[DATA TO PROCESS]:
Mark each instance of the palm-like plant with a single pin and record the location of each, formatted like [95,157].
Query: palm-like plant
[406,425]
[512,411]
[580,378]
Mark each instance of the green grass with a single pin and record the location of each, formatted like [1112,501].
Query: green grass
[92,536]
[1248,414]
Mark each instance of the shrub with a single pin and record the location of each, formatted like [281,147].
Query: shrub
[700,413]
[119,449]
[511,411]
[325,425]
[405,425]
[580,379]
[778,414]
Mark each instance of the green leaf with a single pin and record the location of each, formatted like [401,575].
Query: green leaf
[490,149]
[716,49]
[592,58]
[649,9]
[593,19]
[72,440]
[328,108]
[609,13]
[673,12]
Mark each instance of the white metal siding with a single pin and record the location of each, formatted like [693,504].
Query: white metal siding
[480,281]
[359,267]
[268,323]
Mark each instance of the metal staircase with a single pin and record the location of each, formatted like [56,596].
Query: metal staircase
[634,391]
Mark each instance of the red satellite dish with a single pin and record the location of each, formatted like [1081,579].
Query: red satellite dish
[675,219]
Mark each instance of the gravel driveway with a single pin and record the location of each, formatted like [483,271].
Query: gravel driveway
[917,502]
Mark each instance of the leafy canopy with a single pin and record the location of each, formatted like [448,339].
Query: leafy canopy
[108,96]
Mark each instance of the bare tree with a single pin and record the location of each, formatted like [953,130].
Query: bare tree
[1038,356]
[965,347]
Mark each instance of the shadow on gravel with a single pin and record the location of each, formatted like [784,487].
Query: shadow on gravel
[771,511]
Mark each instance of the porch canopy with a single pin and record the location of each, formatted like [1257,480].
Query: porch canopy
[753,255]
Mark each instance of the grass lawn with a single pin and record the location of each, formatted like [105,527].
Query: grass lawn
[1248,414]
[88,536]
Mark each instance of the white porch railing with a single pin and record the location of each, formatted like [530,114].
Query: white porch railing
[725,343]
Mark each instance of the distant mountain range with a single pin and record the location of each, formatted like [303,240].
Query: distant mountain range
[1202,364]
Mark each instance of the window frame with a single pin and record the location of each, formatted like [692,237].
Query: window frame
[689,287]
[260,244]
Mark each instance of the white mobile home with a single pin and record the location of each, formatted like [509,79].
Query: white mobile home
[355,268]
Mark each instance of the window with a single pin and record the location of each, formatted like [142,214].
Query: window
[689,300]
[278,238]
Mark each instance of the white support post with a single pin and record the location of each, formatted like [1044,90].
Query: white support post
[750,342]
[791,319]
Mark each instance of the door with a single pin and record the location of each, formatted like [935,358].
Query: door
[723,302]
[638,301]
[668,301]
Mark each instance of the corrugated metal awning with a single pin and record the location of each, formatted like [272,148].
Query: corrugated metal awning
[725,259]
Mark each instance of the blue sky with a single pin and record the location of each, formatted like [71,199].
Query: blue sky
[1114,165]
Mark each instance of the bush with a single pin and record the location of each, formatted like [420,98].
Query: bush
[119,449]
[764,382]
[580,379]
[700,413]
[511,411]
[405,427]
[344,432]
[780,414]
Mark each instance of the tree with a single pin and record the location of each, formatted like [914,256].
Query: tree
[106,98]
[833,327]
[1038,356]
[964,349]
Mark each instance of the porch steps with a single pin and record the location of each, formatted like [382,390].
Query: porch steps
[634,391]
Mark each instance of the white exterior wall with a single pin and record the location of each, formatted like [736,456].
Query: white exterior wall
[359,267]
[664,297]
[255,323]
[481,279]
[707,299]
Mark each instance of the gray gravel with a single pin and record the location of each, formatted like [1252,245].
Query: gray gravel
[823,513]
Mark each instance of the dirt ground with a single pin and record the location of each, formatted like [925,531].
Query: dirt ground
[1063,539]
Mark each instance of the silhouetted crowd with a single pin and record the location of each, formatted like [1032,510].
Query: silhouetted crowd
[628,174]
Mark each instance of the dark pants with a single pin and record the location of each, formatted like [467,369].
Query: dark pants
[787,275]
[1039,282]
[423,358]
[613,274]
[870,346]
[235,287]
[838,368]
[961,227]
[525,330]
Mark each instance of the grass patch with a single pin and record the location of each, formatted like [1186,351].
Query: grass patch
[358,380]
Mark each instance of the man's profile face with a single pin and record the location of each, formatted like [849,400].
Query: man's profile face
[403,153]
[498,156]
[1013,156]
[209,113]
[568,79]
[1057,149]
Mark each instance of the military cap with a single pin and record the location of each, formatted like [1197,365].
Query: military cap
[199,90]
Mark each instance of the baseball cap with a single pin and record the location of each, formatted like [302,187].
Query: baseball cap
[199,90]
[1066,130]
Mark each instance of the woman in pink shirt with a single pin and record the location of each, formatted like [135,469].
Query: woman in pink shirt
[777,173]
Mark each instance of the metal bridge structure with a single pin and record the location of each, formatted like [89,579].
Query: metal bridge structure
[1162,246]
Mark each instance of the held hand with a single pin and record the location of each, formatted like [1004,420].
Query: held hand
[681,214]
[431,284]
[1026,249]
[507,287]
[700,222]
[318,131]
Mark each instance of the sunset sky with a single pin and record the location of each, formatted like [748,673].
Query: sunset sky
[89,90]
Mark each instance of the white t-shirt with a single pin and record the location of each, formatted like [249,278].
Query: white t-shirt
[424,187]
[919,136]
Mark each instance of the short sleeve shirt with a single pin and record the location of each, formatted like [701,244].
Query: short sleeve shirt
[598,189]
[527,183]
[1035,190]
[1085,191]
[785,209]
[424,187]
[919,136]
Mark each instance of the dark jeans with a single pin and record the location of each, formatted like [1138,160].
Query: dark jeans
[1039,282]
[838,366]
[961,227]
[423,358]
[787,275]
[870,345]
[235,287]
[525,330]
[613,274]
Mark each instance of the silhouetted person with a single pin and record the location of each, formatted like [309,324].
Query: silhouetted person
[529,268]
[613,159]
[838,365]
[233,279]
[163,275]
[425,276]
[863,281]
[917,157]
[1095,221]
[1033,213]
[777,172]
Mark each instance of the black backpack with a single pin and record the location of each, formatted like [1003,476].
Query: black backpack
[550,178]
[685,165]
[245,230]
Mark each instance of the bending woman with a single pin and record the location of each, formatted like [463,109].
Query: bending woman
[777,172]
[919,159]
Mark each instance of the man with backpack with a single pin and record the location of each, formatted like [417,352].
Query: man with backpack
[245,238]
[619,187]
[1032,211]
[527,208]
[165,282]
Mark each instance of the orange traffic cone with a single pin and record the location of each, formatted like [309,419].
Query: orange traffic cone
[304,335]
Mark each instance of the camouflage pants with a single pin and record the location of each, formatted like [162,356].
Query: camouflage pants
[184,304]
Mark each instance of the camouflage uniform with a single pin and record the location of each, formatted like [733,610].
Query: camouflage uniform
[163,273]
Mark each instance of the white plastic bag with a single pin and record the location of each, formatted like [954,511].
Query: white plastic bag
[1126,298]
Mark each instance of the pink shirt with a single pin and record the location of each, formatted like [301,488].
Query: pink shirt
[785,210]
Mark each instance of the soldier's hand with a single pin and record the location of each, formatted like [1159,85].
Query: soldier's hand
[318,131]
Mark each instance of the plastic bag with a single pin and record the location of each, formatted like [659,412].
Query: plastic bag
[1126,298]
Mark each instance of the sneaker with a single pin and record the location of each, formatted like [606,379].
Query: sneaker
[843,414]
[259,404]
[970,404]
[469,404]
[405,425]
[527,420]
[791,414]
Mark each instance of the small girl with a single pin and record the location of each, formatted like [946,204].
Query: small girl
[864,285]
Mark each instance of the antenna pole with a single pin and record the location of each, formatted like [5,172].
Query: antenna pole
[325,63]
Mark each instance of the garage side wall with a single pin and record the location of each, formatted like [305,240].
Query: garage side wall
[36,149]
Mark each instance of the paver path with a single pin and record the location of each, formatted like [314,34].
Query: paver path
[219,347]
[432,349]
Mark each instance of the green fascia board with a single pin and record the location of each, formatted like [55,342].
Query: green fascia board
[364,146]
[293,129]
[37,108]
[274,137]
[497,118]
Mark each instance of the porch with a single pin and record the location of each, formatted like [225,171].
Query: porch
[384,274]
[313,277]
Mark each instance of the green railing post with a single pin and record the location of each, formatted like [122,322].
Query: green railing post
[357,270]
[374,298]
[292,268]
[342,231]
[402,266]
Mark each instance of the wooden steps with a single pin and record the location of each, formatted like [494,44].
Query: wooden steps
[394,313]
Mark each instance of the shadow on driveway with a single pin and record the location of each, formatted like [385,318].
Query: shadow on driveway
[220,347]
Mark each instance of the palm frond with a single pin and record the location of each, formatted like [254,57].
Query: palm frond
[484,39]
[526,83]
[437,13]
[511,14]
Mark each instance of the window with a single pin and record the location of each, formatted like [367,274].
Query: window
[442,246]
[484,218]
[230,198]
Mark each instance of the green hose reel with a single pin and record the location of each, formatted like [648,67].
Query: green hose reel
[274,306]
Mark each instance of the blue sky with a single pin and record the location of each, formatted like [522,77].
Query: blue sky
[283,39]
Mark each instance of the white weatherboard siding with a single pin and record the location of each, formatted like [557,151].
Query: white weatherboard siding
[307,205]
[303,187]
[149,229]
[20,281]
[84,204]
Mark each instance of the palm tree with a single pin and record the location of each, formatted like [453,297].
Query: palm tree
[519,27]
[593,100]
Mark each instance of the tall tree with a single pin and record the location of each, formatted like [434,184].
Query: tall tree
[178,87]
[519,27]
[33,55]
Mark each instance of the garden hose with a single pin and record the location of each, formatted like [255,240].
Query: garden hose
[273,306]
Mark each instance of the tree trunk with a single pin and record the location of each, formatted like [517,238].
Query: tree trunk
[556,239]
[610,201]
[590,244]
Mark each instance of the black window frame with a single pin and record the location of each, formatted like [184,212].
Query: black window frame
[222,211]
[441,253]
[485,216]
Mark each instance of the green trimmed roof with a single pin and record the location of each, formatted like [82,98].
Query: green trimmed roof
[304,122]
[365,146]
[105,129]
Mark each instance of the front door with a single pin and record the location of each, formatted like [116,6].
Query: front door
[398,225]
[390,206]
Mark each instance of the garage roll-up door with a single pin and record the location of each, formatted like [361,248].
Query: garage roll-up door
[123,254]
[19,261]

[TASK STATEMENT]: Among the lines above, find the one with "Mark each instance of the porch steps" and the one with "Mark each instance of the dark pants". Quote both and everything between them, exactly.

[RESULT OF THIS TASK]:
Mark each instance of the porch steps with a single pin and record the location of each, formatted like [382,390].
Query: porch steps
[634,391]
Mark each instance of the white exterior wall with a single pin and record the location of each, formatted like [736,456].
Query: white exterior wall
[359,267]
[664,297]
[255,323]
[481,279]
[707,299]
Mark each instance of the gray gravel with a single pin and record the location of each, formatted like [1252,245].
Query: gray gravel
[823,513]
Mark each instance of the dirt ground with a single pin and record the location of each, formatted like [925,531].
Query: dirt ground
[1063,539]
Mark each instance of the silhouetted crowd with a single pin and record the location of each, formatted like [1032,510].
Query: silhouetted crowd
[628,174]
Mark each instance of the dark pants with a single pin and record the location of each, formatted like [467,369].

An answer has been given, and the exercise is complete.